*GIVEN REQUEST:* Pick out and copy each line of the records below that contains the string "ridge". Case counts.

*Recorded data:*
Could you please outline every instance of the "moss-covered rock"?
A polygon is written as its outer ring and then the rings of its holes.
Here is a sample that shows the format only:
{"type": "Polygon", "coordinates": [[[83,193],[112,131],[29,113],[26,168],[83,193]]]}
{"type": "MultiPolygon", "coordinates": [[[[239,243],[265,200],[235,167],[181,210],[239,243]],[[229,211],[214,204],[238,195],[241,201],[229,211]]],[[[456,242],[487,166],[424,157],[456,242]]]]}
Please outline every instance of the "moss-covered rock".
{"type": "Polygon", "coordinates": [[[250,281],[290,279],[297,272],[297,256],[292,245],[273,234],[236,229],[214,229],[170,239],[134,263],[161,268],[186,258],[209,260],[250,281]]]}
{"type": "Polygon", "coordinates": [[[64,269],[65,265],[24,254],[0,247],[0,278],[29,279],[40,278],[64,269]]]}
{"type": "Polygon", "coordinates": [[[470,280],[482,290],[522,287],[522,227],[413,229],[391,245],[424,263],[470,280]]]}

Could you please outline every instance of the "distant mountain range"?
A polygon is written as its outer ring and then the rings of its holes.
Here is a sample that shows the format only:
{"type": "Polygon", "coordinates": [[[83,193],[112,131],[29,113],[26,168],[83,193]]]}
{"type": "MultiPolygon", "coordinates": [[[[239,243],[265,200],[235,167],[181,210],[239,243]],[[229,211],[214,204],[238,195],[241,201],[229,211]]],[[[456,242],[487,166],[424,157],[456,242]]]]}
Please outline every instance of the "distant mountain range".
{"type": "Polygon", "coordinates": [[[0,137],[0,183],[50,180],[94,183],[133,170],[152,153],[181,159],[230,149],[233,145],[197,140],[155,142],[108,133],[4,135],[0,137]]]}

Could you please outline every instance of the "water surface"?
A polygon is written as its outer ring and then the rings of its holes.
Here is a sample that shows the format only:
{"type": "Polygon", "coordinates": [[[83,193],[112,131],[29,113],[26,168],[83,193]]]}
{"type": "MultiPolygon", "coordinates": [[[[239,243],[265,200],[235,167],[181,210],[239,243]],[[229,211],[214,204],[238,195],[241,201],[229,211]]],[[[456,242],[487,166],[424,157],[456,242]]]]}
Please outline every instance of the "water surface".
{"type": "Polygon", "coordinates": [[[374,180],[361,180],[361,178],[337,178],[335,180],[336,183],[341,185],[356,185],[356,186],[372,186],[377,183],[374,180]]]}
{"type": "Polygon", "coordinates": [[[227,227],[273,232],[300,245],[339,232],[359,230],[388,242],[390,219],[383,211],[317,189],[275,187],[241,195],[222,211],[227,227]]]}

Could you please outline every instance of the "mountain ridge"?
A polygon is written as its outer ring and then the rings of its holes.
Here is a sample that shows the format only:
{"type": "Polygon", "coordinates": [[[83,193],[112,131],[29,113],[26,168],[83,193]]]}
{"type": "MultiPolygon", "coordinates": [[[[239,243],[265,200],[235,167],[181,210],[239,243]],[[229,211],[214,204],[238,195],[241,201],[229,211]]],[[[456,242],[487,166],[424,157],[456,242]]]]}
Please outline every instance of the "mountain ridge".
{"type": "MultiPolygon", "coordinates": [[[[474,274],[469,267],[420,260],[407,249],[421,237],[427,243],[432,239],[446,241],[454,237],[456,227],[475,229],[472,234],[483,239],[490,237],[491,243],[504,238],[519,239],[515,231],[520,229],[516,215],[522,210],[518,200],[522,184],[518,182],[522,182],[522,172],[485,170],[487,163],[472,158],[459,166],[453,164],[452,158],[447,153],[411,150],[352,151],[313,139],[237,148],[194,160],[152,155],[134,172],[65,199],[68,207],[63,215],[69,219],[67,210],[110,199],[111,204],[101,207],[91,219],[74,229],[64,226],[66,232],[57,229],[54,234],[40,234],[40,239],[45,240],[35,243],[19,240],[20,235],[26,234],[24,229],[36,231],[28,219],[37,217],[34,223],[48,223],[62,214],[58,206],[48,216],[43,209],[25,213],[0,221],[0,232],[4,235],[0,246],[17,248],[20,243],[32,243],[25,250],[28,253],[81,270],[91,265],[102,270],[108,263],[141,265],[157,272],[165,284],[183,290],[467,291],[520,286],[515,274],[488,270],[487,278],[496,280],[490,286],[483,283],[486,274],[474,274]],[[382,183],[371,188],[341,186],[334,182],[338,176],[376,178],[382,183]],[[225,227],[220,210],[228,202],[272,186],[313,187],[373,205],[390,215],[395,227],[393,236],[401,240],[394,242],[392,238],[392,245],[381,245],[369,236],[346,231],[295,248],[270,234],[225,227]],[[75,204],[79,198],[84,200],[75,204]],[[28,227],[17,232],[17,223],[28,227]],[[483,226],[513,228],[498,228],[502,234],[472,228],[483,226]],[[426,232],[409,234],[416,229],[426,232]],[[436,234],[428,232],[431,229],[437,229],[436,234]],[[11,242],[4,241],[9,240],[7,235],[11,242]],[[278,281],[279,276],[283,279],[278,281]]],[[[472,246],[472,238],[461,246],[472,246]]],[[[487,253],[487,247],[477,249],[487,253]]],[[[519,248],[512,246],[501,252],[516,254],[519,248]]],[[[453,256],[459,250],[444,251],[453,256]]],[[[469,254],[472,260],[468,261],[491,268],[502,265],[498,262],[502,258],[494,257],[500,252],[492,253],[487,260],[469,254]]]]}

*RESULT OF THE EXERCISE:*
Could you please outline every instance of the "mountain ridge"?
Please outline every instance of the "mountain ridge".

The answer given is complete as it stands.